- [GIVEN PASSAGE]:
A mmutilitarianist world map

If you make the area of each nation proportional to its share of world GDP, this is what you get:

This is a pretty realistic picture of how markets view the world. Markets are mmutilitarian and care about maximizing the sum of market dollars. They care less about the entire continent of Africa than they care about single states in the USA. This is why markets devote many times more resources to developing medicines for the pets of people in the fat countries than for the tropical infectious diseases that kill the most people.

Here is another example from cost estimating website HowMuch.net that squishes GDP areas into geometric shapes that make it easier to compare sizes.

Look how much things changed since 1980:

Usually we care more about people than about dollars or areas of land and this map shows where most people live:

The map is created by covering the world in a grid and then adjusting the size of each area to represent the population.  In areas where the population density is low, the grid-lines get all compressed together into thick black lines that represent a lot of land without many people. The color spectrum represents altitude. Notice how much of the population of the tropics lives at very high elevations, particularly in Mexico, West Africa, South America, and Central America. Much of the rest is on islands in the Caribbean and in Southeast Asia. This is because elevation and sea breezes help cool the climate in tropical areas. Most of the rest of the tropical population is in India and China which is due to the productivity of rice cultivation in lowland regions.  Population growth in lowland West Africa developed in recent centuries and I believe that it too may be due to the development of rice cultivation.

- [TASK GOAL]: Return the part of the world-map passage from "This is a pretty" up to and including "to compare sizes.", copied word for word.

- [ENTRIES SUPPLIED]:
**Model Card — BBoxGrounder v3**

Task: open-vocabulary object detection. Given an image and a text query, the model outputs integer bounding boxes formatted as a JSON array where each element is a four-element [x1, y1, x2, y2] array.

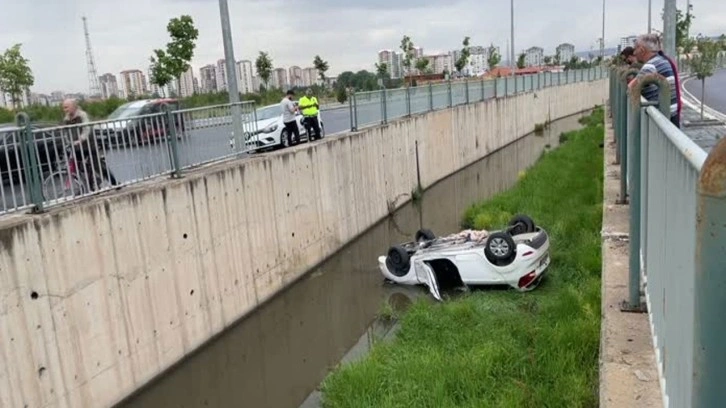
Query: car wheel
[[280, 129, 290, 147], [484, 232, 516, 266], [509, 214, 535, 235], [416, 228, 436, 242], [386, 245, 411, 276]]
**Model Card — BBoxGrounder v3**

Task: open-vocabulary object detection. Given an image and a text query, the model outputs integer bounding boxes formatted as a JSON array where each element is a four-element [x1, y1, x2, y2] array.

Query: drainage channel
[[117, 110, 584, 408]]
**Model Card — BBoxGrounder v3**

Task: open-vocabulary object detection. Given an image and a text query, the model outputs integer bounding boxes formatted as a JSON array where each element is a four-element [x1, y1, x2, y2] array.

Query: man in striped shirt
[[628, 34, 680, 128]]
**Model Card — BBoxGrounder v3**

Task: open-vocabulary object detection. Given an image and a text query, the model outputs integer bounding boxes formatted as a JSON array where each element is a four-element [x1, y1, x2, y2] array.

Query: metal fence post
[[691, 139, 726, 408], [429, 82, 434, 111], [381, 88, 388, 124], [11, 112, 43, 212], [620, 103, 643, 311], [163, 104, 183, 178]]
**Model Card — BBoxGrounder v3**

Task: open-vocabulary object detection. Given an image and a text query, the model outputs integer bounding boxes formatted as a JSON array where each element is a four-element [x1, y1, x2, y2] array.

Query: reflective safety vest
[[298, 96, 318, 116]]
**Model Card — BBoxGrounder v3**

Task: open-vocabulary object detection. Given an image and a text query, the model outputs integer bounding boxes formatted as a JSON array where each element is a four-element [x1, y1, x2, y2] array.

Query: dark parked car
[[94, 98, 185, 146], [0, 123, 63, 184]]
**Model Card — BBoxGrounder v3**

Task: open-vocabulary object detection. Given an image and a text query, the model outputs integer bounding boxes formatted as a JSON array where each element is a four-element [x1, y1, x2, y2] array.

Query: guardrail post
[[11, 112, 43, 212], [381, 88, 388, 124], [691, 135, 726, 408], [162, 104, 183, 178], [429, 82, 434, 111], [348, 91, 355, 131], [353, 92, 358, 130], [406, 85, 418, 116], [447, 78, 454, 108]]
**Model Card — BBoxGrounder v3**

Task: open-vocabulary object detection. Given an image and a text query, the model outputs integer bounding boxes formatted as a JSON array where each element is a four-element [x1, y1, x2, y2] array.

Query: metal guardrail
[[0, 67, 608, 215], [610, 65, 726, 408], [349, 66, 608, 130]]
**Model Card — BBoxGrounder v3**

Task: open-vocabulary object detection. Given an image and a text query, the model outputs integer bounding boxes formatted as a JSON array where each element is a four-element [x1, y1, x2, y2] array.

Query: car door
[[413, 261, 441, 300]]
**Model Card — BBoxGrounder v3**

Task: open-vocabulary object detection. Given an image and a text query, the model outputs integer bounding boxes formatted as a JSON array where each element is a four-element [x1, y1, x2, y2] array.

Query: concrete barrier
[[0, 80, 608, 407]]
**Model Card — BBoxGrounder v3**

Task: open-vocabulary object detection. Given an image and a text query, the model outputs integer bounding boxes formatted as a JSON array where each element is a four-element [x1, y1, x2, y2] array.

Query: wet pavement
[[112, 111, 582, 408]]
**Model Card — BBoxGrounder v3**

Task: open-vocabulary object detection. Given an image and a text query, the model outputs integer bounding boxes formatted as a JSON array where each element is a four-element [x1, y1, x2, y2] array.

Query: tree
[[487, 44, 502, 71], [689, 37, 721, 120], [313, 55, 329, 88], [454, 37, 470, 73], [0, 44, 35, 109], [517, 53, 526, 69], [150, 15, 199, 98], [401, 35, 415, 85], [676, 4, 695, 53], [255, 51, 272, 89]]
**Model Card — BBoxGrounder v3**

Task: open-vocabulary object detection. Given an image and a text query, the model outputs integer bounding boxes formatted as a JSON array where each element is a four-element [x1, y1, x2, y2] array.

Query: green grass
[[322, 108, 603, 408]]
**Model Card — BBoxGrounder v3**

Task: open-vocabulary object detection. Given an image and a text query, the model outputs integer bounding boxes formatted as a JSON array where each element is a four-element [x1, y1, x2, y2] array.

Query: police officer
[[298, 88, 320, 142]]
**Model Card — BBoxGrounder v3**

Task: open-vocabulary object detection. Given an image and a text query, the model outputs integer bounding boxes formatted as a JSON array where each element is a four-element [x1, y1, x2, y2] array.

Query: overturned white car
[[378, 215, 550, 300]]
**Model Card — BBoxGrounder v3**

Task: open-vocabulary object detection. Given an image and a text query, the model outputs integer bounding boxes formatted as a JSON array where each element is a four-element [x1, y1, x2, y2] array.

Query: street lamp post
[[219, 0, 244, 149]]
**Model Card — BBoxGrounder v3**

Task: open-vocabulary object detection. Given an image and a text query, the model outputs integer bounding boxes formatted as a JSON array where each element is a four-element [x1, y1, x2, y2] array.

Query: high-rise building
[[555, 43, 575, 64], [99, 73, 118, 100], [179, 66, 196, 98], [237, 60, 255, 94], [288, 65, 304, 87], [199, 64, 219, 93], [303, 67, 320, 86], [620, 35, 638, 49], [216, 59, 227, 92], [524, 47, 544, 67], [271, 68, 290, 89], [121, 69, 148, 98]]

- [RESULT FOR THIS EXERCISE]:
This is a pretty realistic picture of how markets view the world. Markets are mmutilitarian and care about maximizing the sum of market dollars. They care less about the entire continent of Africa than they care about single states in the USA. This is why markets devote many times more resources to developing medicines for the pets of people in the fat countries than for the tropical infectious diseases that kill the most people.

Here is another example from cost estimating website HowMuch.net that squishes GDP areas into geometric shapes that make it easier to compare sizes.